[Outline annotation records]
****************************************
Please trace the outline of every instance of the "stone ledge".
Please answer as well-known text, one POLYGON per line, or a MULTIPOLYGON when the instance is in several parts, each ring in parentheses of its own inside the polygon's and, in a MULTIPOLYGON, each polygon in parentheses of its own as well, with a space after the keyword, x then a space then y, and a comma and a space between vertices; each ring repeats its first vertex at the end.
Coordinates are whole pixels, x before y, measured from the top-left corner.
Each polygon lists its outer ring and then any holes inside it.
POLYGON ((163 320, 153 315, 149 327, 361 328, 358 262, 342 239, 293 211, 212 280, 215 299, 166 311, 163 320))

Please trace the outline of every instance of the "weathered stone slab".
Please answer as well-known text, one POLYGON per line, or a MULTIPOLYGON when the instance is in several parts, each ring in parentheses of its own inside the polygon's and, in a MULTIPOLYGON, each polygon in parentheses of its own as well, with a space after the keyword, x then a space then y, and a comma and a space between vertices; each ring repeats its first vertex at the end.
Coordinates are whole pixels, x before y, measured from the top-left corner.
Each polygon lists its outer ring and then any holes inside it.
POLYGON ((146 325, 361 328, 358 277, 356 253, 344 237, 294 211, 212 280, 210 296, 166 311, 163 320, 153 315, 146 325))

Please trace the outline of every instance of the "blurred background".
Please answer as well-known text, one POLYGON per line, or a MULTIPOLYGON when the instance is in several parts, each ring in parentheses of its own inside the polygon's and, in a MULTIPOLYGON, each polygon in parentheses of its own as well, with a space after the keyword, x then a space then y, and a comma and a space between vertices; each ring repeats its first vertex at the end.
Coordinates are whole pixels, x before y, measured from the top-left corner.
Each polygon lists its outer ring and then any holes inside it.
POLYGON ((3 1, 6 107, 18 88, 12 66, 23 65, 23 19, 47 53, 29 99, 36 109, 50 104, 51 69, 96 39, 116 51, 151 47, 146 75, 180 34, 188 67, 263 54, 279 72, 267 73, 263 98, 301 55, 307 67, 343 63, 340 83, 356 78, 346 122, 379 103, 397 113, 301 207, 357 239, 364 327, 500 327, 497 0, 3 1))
****************************************
REQUEST:
Copy the records from their start to the line with "POLYGON ((146 325, 361", switching "top-left corner" to "upper-left corner" and leaving everything else unchanged.

THE OUTPUT:
Please trace the outline of every instance of the "stone ledge".
Please answer as well-known text, one POLYGON per line, or a MULTIPOLYGON when the instance is in several parts, each ring in parentheses of its own inside the polygon's and, in a MULTIPOLYGON, each polygon in parentheses of its own as well, with a space after the keyword, x then a space then y, and a comma and a space between vertices; each ring repeats its first vertex at the end.
Coordinates are whole pixels, x before y, measured from the upper-left corner.
Each polygon lists its outer ring and then any holes inside it.
POLYGON ((163 320, 153 315, 149 327, 361 328, 358 262, 342 239, 293 211, 212 280, 215 299, 166 311, 163 320))

Please trace the outline of every instance of the "weathered stone slab".
Please answer as well-known text, one POLYGON per line, or a MULTIPOLYGON when the instance is in several parts, each ring in parentheses of its own inside the polygon's and, in a MULTIPOLYGON, each polygon in parentheses of its own as well, with a space after the keyword, x then a space then y, and a comma and a space between vertices; each ring repeats its first vertex at the end.
Coordinates are whole pixels, x before y, measured from the upper-left corner.
Each polygon lists its outer ring and then any holes inside it.
POLYGON ((146 325, 361 328, 358 277, 356 253, 344 237, 294 211, 212 280, 210 296, 166 311, 163 320, 153 315, 146 325))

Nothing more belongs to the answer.